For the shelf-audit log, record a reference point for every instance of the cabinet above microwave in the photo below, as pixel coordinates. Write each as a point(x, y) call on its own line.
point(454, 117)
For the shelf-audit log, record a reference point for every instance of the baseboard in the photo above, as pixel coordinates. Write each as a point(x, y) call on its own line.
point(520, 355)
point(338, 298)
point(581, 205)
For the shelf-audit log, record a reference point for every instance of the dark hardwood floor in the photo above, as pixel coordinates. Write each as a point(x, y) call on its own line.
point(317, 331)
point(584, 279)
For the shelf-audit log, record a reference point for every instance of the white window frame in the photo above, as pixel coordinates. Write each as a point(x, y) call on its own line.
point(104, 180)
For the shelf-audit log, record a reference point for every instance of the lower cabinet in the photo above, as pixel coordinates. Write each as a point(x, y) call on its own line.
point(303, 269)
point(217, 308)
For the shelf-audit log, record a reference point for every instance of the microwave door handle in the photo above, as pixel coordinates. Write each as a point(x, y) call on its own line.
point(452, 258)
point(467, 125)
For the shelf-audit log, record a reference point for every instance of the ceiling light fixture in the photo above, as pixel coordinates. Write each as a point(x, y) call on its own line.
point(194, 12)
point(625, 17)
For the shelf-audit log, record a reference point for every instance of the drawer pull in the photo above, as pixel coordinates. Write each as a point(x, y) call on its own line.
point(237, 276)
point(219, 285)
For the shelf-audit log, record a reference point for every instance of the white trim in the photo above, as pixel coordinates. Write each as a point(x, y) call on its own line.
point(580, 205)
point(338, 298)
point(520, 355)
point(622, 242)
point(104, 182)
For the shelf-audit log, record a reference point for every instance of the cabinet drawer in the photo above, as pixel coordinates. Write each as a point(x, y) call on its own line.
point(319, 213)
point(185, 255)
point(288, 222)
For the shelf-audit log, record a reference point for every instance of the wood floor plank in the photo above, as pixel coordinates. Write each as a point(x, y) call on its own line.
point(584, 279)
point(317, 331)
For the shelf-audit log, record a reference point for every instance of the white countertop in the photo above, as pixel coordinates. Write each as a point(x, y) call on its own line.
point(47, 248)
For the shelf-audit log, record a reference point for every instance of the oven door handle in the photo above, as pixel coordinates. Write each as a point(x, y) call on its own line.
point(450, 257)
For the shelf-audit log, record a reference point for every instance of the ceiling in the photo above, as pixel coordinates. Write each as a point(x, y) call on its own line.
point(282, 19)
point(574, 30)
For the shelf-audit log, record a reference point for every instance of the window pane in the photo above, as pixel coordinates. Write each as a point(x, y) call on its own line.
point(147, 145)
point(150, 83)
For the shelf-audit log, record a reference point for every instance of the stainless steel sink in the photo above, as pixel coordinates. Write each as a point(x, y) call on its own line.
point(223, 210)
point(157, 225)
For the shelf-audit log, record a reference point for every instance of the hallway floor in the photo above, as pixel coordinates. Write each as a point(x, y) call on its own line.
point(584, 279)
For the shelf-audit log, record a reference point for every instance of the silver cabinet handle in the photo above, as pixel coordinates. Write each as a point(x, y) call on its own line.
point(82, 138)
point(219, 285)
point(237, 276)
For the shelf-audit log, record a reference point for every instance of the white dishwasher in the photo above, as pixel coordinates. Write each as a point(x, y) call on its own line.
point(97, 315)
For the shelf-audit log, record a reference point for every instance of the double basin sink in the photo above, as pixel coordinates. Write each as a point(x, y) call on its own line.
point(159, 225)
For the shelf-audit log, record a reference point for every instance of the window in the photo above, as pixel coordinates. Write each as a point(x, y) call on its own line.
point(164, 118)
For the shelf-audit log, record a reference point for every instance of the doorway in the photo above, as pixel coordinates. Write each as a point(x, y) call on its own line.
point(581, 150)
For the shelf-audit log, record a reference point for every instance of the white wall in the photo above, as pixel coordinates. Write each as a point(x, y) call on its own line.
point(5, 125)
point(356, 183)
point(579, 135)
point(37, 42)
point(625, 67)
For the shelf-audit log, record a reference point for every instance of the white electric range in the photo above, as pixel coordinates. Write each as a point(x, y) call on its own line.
—————
• **Set task**
Copy every one of the records above word for word, keeping their order.

• **Reply**
For the shelf-audit log, record a reference point for every instance of the cabinet above microwave in the photo below, as pixel coordinates. Write each as a point(x, y) call on its own line.
point(454, 117)
For the shelf-audit log, record a reference point for every instance of the baseboard in the photo above, as pixel coordinates. Write each as a point(x, y) call on its own line.
point(520, 355)
point(338, 298)
point(581, 205)
For the shelf-audit log, record a reference point for every instance of the dark hardwood floor in the photo above, as pixel coordinates. Write each as a point(x, y) call on its own line.
point(317, 331)
point(584, 279)
For the shelf-audit log, record a reference point for every instance of the white window frame in the photo above, as pixel coordinates. Write each as a point(x, y) call on its own line.
point(104, 180)
For the shelf-audit log, record a reference point for every instance of the lower cabinet in the photo above, as pixel coordinates. Write each as a point(x, y) call on its own line.
point(303, 269)
point(217, 308)
For the shelf-audit log, record a reference point for every instance of the microwave door handle in the photo above, as pixel coordinates. Write each as a point(x, y) call on its own line.
point(452, 258)
point(467, 125)
For the shelf-audit log, record a reference point for every instance of the ceiling light fixture in the photo above, as pixel coordinates. Write each as a point(x, y) call on its own line.
point(194, 12)
point(625, 17)
For the shelf-audit log, record a reference point for every instance of the drawer pull in the photo above, as pixel coordinates. Write each as a point(x, y) call on its own line.
point(237, 276)
point(219, 285)
For the shelf-audit log, record a reference point for every instance of the white trim in the photo above, as pixel coordinates. Write each as a point(x, y) call on its own line.
point(580, 205)
point(338, 298)
point(520, 355)
point(622, 242)
point(104, 182)
For the shelf-audit log, record a reference point for every instance of the cabinet drawer in the photo above, as pixel coordinates. Write each as a point(x, y) call on its own line.
point(319, 213)
point(185, 255)
point(288, 222)
For the shelf-audit log, record a reference point for every instance of the wood floor plank in the photo above, as pixel coordinates. Write each as a point(x, y) call on its own line.
point(584, 279)
point(317, 331)
For the shelf-audit log, record a reference point for every instance of the white countertop in the photo above, as pixel coordinates. Write each as a point(x, y) call on its own line.
point(47, 248)
For the shelf-audit log, record a reference point for every instance of the oven door handle in the photo above, as pixel coordinates. Write each as a point(x, y) call on its own line.
point(450, 257)
For the shelf-audit log, record a reference point for every instance of the ceiling in the photo above, as pixel coordinates. Write each as a point(x, y) call on its own line.
point(282, 19)
point(574, 30)
For the shelf-audit log, record a reference point for every instance of the window pane in the photo above, as pixel coordinates. Write each as a point(x, y) call on its own line.
point(147, 145)
point(150, 83)
For the shelf-audit log, record a reference point for every instance of the stainless steel sink in the photo above, as pixel coordinates. Write each as a point(x, y) call on its own line.
point(223, 210)
point(157, 225)
For the shelf-audit log, record a reference point for every instance of the hallway floor in the photo above, as pixel coordinates. Write each as a point(x, y) call on its own line.
point(584, 279)
For the shelf-audit log, record a reference point for every instance of the silver cabinet handle in the photo above, as pixel coordinates. Write each as a point(x, y) call on its own line.
point(82, 138)
point(219, 285)
point(237, 276)
For the shelf-audit log, record a reference point for every instance of the white dishwasher in the photo above, as pixel coordinates. Write each as a point(x, y) call on its own line.
point(97, 315)
For the shelf-audit log, record a reference point for every instance of the double basin sink in the photo above, as pixel coordinates. Write each as a point(x, y) call on its own line.
point(159, 225)
For the shelf-audit log, record a reference point for every instance of the window in the photo above, as pixel coordinates. Write each as a point(x, y) call on its own line.
point(164, 118)
For the shelf-audit log, record a reference point for every instance of the doorway in the photo above, as pixel coordinates. Write each as a point(x, y) call on its own line.
point(581, 150)
For the shelf-audit log, record a reference point for every instance of the white wall in the photo above, as pixel coordinates. Write each as a point(x, y) call on its own line.
point(5, 125)
point(356, 183)
point(579, 135)
point(37, 42)
point(625, 67)
For the shelf-audit log, record a reference point for every instance of the white electric range in the photo above, as pixel coordinates. Write each as a point(x, y) call on its own line.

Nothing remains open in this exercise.